• What is being asked
Copy out the lines word for word, starting at the line that contains "Please trace the outline of every instance of the **submerged" and ending at the line that contains "[[[19,68],[6,65],[6,64],[0,64],[0,82],[11,78],[15,73],[17,73]]]".

• Record list
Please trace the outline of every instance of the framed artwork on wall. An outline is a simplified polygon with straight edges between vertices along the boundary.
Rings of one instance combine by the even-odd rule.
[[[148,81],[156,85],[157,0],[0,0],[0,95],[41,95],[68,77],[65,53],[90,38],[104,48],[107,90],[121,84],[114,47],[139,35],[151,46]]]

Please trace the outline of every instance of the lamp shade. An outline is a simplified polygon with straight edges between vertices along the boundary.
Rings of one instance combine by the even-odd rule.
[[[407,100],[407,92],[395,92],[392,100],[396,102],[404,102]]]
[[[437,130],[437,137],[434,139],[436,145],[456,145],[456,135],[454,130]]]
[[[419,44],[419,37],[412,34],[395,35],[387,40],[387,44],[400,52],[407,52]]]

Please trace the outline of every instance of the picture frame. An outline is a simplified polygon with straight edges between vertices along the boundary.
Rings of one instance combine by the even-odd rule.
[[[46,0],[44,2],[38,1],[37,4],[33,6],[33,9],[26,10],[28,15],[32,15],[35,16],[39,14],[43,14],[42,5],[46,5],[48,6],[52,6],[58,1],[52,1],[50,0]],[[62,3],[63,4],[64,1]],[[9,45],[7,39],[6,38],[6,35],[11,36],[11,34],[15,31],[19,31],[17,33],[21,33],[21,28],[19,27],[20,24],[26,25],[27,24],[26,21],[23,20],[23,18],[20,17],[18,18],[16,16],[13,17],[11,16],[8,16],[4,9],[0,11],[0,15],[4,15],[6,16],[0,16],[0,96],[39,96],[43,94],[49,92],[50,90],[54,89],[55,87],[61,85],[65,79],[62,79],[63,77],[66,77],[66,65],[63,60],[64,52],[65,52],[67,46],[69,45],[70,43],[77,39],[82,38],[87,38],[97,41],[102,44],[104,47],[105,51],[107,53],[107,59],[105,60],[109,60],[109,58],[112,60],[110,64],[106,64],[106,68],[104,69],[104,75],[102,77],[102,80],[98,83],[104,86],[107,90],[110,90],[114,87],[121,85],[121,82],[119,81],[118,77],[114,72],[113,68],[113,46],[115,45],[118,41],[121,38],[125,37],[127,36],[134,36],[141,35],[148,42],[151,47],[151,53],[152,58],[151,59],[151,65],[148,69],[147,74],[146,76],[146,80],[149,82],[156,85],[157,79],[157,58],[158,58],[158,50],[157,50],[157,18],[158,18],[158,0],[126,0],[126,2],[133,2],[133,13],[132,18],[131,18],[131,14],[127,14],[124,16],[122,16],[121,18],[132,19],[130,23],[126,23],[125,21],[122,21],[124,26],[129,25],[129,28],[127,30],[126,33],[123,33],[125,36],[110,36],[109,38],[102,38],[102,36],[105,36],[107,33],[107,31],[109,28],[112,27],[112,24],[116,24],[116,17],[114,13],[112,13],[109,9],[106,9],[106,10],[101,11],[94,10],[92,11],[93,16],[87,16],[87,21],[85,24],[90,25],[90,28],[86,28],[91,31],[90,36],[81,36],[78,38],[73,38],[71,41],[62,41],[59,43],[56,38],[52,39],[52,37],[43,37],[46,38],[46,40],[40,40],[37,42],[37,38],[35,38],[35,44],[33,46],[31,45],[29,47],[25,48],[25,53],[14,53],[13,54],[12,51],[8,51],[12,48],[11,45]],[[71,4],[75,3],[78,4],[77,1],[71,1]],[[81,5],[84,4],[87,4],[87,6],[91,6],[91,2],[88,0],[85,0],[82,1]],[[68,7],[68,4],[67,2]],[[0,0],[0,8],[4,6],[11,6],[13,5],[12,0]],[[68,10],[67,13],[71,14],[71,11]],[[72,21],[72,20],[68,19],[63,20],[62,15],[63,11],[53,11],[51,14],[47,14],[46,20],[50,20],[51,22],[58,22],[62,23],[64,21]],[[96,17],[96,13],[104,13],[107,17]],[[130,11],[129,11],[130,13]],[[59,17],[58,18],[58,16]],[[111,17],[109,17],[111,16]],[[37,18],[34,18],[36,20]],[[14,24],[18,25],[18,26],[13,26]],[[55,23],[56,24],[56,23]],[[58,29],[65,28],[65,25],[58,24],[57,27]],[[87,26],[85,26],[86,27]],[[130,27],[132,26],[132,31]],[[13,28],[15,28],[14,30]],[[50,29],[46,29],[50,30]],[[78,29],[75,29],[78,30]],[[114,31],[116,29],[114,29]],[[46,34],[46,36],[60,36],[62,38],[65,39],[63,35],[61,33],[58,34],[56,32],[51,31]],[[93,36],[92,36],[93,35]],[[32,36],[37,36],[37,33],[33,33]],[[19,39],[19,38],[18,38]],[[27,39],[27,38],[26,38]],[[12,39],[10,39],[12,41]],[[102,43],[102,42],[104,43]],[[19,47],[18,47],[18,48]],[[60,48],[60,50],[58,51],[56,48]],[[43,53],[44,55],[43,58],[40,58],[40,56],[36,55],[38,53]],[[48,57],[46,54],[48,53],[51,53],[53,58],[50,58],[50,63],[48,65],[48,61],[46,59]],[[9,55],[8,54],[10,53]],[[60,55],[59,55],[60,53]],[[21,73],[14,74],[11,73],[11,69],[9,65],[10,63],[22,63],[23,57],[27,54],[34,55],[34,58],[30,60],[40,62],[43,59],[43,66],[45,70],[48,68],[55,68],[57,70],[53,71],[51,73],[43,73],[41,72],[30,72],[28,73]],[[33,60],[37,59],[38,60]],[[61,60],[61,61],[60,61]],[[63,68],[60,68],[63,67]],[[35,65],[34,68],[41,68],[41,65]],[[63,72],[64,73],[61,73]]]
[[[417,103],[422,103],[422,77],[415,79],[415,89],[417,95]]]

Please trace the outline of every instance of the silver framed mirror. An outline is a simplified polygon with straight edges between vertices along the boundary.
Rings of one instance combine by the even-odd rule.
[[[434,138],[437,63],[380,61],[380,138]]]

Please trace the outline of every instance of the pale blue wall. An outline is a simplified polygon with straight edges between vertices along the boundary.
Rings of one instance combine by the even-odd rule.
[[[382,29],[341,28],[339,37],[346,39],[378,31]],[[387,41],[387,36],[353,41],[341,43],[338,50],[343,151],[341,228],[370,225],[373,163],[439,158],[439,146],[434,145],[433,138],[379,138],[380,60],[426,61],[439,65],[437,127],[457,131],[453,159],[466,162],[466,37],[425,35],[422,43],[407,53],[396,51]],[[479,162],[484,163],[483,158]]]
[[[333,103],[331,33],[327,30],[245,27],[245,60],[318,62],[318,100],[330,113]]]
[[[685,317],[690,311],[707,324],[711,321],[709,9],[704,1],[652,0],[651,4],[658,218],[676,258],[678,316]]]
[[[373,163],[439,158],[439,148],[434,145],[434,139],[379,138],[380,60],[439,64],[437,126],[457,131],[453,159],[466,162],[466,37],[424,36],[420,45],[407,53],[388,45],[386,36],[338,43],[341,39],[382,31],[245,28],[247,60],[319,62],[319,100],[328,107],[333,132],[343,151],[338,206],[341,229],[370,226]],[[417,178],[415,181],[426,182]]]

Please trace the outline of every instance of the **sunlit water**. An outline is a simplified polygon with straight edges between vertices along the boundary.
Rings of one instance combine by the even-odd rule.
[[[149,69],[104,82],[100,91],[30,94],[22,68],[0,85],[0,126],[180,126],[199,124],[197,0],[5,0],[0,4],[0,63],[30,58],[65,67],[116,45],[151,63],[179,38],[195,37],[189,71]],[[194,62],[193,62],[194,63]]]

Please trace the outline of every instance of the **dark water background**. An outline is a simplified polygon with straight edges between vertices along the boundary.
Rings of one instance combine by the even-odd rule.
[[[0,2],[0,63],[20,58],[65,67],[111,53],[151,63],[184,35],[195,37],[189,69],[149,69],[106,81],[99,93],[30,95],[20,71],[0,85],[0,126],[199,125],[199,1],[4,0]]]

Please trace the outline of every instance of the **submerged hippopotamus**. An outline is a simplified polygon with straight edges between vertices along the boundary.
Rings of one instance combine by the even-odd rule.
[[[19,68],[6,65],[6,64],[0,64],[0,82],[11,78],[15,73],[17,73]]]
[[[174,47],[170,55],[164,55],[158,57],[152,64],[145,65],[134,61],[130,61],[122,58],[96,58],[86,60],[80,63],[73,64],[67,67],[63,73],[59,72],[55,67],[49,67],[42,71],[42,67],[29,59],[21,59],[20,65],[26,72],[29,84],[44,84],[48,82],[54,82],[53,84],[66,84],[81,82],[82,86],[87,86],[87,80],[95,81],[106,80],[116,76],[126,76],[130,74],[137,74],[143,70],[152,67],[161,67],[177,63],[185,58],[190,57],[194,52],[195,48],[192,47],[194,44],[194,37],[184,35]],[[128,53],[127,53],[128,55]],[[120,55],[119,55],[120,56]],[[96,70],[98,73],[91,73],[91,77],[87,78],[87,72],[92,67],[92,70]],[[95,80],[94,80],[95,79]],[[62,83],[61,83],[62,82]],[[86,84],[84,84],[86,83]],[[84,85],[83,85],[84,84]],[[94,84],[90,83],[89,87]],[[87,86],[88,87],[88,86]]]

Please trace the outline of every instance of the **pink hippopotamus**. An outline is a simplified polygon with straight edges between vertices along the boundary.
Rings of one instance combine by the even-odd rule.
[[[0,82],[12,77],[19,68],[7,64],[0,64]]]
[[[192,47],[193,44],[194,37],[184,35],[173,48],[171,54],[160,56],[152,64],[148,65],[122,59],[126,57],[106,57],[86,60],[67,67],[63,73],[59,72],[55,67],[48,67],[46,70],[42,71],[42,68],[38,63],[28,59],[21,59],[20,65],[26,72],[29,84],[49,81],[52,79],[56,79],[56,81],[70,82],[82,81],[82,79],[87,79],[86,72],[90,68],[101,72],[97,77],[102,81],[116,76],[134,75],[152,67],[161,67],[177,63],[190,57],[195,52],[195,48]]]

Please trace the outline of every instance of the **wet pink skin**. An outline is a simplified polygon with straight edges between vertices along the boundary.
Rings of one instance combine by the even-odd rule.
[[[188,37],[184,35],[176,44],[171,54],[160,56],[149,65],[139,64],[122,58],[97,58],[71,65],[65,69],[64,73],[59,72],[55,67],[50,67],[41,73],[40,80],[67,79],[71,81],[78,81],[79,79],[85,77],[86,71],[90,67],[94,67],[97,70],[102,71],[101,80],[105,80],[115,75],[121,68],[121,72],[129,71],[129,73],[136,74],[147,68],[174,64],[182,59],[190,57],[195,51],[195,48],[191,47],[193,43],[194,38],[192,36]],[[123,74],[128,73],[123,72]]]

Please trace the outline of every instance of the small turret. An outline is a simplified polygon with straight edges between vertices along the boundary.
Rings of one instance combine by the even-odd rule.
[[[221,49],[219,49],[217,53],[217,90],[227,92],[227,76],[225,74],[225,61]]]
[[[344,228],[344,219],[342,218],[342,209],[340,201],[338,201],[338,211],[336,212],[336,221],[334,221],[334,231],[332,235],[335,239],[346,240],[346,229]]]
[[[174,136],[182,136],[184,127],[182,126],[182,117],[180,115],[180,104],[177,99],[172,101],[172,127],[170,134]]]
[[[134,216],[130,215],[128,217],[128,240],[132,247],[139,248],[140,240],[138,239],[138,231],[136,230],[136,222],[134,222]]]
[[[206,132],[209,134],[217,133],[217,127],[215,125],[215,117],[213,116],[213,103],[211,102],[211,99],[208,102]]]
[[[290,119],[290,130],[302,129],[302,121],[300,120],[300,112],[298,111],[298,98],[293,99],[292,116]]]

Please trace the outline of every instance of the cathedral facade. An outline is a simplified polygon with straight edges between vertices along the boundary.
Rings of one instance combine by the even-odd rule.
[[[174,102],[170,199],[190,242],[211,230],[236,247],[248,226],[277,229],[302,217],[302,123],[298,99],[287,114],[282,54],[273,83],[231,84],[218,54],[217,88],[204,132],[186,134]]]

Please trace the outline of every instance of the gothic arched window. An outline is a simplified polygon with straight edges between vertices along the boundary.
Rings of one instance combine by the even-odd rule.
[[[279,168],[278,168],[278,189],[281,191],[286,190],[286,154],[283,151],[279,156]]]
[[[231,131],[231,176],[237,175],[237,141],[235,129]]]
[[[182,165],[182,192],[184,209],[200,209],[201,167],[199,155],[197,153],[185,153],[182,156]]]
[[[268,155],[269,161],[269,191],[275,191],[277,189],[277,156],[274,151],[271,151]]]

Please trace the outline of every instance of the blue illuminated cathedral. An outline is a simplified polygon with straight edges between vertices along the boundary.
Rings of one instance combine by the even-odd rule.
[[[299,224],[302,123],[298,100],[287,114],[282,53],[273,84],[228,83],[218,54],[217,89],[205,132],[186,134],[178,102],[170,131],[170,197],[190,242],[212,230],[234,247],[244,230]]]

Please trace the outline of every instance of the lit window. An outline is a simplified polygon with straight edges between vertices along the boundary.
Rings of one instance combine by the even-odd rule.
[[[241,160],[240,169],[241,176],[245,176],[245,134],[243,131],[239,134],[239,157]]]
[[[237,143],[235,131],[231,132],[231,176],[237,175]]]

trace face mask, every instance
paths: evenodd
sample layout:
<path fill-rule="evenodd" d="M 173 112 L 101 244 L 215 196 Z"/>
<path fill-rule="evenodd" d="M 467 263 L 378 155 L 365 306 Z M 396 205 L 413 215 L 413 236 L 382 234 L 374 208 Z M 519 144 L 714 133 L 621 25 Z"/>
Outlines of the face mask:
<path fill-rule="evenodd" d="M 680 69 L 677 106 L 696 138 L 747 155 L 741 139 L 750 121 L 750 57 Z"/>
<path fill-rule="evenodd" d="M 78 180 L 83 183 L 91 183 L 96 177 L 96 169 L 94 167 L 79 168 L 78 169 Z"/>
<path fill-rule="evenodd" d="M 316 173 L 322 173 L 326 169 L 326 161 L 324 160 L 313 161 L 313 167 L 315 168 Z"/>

• Written solution
Please trace the outline of every instance of the **submerged hippopotamus**. An outline is a simplified polygon with straight edges between vertices along the boundary.
Rings of one instance combine by the even-odd rule.
[[[19,68],[6,65],[6,64],[0,64],[0,82],[11,78],[15,73],[17,73]]]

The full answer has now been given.